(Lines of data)
>>>
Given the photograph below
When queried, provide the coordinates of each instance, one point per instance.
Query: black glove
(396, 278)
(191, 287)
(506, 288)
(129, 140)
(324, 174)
<<<
Rewrite every item above, substituting "location" for "coordinates" and leaving everything else unchanged.

> _EXERCISE SOLUTION_:
Given the photograph below
When queried, provide the location of each instance, one point per instance.
Query: black glove
(396, 278)
(191, 287)
(506, 288)
(129, 140)
(324, 174)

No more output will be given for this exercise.